Lista zadań.
(1) Przepisz bez zmian fragment tekstu o chustonoszeniu dzieci ze WNM, który zaczyna się od słów zawierających „Faktycznie jest tak, że”, a kończy na „może dodatkowo zaszkodzić.”.
(2) Przetłumacz na angielski to zdanie z tekstu o chustonoszeniu dzieci ze WNM: „Im bardziej będziemy chcieli ściągnąć chustę, tym bardziej dziecko może się odpychać.”

Cytowany fragment.
= = = = = = =

Faktycznie jest tak, że dziecko ze WNM trudniej zawiązać w chustę. Czasami jest tak, że rodzice nie dostają od lekarzy, neurologów, rehabilitantów, fizjoterapeutów zielonego światła na noszenie w chuście. Czasami jest tak, że jest to uzasadnione medycznie. Innym razem wynika to po prostu z braku wiedzy na temat chustonoszenia a także strachu, że nieprawidłowe noszenie w chuście może dodatkowo zaszkodzić.

Ja jako doradca nigdy nie wchodzę w kompetencje lekarskie, mogę się z nimi czasem wewnętrznie nie zgadzać, mogę widzieć inne rozwiązanie, ale nie narzucam go dopóki nie dostaję zgody od lekarzy lub samych rodziców. Cały czas brakuje mi współpracy pomiędzy fizjoterapeutami, a doradcami noszenia. To jest temat dla którego widzę dużo przestrzeni do wspólnych działań, wszystko po to by pomóc rodzicom i dzieciom.

Jeśli chodzi o wybór wiązania dla dziecka ze WNM działamy na podobnych zasadach jak przy dzieciach bez problemów napięciowych, czyli staramy się dopasować wiązanie do etapu rozwoju dziecka. Głównym celem noszenia w chuście dziecka z WNM jest rozluźnienie go, czyli doprowadzenia to tego by to napięcie puściło. Na początku to się może udać, dopiero wtedy kiedy dziecko uśnie. Dlatego nie wkładałabym do chusty dzieci z WNM jeśli są wypoczęte i wiemy, że przed niby dość długi czas aktywności, zanim zapadną w drzemkę. Chusta działa trochę diagnostycznie. W chuście dzieci ze WNM mogą się jeszcze bardziej odpychać i walczyć z nami, bo one nie lubią, żeby ktoś je ciasno owijał i trzymał nieruchomo. Jeśli są już w chuście potrzebują dużo ruchu. Najlepiej takiego samego jak miały w brzuchu u mamy. Rytmicznego chodzenia, czasem mocniejszego bujania. Nie oczekuj, że zawiążesz chustę z dzieckiem z WNM stojąc nieruchomo i skupiając się tylko na dociąganiu chusty. Prawdopodobnie będziesz musiała chodzić i bujać się w trakcie dociągania chusty. Pomaga także szum (możesz dziecku szumieć lekko do uszka, bywa, że dla niektórych dzieci to jest za mało i uspokajają się dopiero przy mocniejszym szumie – odgłos suszarki).

Kolejna ważna zasada, to dociąganie chusty tyle ile dziecko pozwoli. Im bardziej będziemy chcieli ściągnąć chustę, tym bardziej dziecko może się odpychać. Dlatego dociągamy tyle ile możemy. Czekamy aż dziecko uśnie i dopiero wtedy stabilizujemy je w chuście. Musimy odwiązać chustę do momentu w którym jesteśmy w stanie poprawić jej naprężenie. Dociągnąć ponownie i zawiązać. Ważne by kręgosłup dziecka był w linii prostej, by odwiedzenie nóg było zgodne z etapem rozwoju dziecka, im mniejsze dziecko tym, mniejsze odwiedzenie nóg.

= = = = = = =

(Opisy obszarów w języku naturalnym)

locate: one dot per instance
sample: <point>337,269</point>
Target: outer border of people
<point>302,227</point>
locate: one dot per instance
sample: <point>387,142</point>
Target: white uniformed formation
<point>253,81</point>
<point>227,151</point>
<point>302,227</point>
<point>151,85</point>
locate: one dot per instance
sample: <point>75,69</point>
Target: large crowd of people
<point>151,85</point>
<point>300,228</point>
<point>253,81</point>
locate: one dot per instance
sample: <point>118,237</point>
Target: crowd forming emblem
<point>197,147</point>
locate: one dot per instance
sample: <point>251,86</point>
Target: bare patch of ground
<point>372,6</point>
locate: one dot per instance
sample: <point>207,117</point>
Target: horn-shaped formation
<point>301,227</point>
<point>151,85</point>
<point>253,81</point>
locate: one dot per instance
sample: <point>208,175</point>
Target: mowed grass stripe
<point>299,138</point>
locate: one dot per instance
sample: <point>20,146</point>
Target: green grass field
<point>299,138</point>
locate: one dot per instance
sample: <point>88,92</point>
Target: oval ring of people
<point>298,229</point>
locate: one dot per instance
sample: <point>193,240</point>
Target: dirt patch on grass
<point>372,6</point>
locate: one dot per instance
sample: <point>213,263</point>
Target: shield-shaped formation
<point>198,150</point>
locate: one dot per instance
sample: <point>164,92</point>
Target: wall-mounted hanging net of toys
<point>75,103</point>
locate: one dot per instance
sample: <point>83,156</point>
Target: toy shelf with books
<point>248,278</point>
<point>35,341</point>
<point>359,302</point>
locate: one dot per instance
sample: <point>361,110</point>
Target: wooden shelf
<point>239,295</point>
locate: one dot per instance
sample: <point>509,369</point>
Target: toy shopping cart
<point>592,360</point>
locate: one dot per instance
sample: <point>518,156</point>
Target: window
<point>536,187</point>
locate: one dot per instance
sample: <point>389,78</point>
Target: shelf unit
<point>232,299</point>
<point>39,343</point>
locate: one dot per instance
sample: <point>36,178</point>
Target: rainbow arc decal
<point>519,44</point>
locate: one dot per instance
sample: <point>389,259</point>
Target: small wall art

= = = = = = =

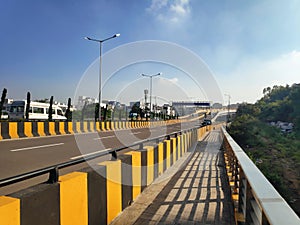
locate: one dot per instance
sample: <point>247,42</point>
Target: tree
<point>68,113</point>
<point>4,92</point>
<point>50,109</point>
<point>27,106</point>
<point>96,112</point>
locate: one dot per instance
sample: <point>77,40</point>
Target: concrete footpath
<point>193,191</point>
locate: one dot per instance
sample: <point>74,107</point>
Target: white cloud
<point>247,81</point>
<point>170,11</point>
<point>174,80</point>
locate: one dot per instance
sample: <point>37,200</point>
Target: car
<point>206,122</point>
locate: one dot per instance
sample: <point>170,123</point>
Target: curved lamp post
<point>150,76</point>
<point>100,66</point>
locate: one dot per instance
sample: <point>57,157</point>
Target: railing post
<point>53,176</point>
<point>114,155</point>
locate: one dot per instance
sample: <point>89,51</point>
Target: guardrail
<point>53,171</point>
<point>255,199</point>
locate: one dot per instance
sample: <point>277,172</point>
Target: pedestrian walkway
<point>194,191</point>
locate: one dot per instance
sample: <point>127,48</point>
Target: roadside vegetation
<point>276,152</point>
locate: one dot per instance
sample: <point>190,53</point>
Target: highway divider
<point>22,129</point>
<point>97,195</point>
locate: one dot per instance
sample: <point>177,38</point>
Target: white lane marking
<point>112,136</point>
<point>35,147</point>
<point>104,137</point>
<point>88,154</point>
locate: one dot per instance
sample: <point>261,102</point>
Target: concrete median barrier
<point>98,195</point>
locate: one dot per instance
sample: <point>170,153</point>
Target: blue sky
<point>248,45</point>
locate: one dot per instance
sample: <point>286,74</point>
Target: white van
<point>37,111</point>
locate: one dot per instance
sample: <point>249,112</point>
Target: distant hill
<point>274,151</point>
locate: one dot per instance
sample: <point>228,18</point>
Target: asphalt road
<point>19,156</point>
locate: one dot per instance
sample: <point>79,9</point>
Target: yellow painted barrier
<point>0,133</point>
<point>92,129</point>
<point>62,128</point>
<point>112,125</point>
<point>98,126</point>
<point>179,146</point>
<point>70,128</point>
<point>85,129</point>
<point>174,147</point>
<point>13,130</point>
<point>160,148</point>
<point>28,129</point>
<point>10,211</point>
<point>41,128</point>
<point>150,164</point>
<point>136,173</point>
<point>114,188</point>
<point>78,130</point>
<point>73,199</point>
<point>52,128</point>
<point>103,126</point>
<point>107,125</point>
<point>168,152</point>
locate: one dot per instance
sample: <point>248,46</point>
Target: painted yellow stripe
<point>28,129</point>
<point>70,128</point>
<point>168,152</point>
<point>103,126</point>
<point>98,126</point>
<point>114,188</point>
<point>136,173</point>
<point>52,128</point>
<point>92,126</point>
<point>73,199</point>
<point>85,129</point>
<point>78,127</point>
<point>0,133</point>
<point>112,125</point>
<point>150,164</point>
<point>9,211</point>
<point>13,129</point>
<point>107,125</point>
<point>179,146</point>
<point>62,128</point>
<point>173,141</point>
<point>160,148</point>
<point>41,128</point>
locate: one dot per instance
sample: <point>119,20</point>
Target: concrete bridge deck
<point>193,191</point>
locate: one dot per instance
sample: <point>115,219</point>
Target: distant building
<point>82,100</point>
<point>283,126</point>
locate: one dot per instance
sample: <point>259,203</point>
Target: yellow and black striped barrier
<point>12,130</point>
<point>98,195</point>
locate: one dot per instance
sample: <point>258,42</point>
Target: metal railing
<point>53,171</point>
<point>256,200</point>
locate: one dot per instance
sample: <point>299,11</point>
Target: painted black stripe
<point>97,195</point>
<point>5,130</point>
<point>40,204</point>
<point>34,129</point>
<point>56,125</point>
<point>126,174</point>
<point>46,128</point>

= = = = = = =

Odpowiedzi do zadań.
(1)
Faktycznie jest tak, że dziecko ze WNM trudniej zawiązać w chustę. Czasami jest tak, że rodzice nie dostają od lekarzy, neurologów, rehabilitantów, fizjoterapeutów zielonego światła na noszenie w chuście. Czasami jest tak, że jest to uzasadnione medycznie. Innym razem wynika to po prostu z braku wiedzy na temat chustonoszenia a także strachu, że nieprawidłowe noszenie w chuście może dodatkowo zaszkodzić.

(2) The more we try to tighten the wrap, the more the child may push away.